Instructions to follow —
Please return the whole listing. Keep each line exactly the same.

Records supplied —
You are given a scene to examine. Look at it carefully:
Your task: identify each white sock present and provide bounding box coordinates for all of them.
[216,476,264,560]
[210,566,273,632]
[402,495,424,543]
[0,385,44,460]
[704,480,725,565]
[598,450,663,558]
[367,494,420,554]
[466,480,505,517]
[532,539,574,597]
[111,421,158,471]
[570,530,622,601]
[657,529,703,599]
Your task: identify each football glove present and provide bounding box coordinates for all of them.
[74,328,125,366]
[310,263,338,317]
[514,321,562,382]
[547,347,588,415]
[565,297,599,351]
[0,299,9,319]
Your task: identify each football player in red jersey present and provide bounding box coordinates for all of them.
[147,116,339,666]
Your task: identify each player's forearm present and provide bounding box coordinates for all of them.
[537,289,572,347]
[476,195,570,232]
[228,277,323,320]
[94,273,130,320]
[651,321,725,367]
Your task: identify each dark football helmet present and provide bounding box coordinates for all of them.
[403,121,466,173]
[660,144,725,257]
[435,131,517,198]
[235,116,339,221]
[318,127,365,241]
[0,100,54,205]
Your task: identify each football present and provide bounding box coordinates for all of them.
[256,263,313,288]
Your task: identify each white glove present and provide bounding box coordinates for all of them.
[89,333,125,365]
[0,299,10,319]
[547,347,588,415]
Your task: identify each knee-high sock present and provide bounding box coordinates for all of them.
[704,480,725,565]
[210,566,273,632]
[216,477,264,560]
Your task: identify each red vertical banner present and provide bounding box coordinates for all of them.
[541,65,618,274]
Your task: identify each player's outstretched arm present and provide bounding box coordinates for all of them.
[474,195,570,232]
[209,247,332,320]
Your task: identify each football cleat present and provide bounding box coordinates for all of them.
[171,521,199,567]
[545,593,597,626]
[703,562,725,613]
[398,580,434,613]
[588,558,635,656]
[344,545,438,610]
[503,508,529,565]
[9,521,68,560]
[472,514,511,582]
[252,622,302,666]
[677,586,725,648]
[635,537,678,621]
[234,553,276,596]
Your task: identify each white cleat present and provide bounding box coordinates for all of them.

Your response —
You are given a scene to examine. Look at it carefully:
Your task: identify each white sock present and provide bounding box coordinates for all of them.
[216,476,264,560]
[210,566,273,632]
[402,495,424,543]
[0,385,44,460]
[704,480,725,565]
[598,450,663,558]
[367,494,420,554]
[466,480,505,517]
[532,539,574,597]
[111,421,158,471]
[570,530,622,601]
[657,529,703,599]
Your task: identify each football glove present and provide bounding box coordinates for all of them.
[74,328,125,366]
[310,263,338,317]
[514,321,562,382]
[547,347,588,415]
[565,297,599,351]
[0,299,9,319]
Your task: identify each football player in red jersey present and provide bounding box coordinates for all of them.
[147,116,339,666]
Your task: identify each player's forearm present and provide bounding box coordinates for all of them.
[537,289,572,347]
[476,195,570,232]
[228,277,323,320]
[94,273,130,320]
[651,321,725,367]
Your task: identify each dark football helmet present and provide bounding box coordinates for all of them.
[403,121,466,173]
[660,144,725,257]
[435,131,517,198]
[235,116,339,221]
[318,127,365,241]
[0,100,54,205]
Your task: identify each football present and provide bounding box coordinates for all of them.
[256,263,313,288]
Your task: identify each white glove present and provide bounding box coordinates for all of them.
[89,333,125,365]
[0,299,10,319]
[547,347,588,415]
Your task: identify each knee-high sock present and provide bounding box coordinates for all of them.
[704,480,725,565]
[210,566,273,632]
[216,477,264,560]
Your task: identify each red vertical banner present and provide bounding box coordinates for all of them.
[541,65,618,274]
Your task: identify each player's outstretched arm present and provide bounding box coordinates for all of them.
[474,195,570,232]
[209,247,332,320]
Your task: identify each football cleat present and provide bounding box coordinates for all of them.
[171,521,199,567]
[545,593,597,626]
[703,562,725,613]
[398,580,434,613]
[588,558,635,656]
[344,545,438,610]
[503,508,529,565]
[9,521,68,560]
[472,514,511,582]
[252,622,302,666]
[677,586,725,648]
[635,537,678,621]
[234,553,276,596]
Your task: identify each white cleat present and provide bounding box coordinates for all of them.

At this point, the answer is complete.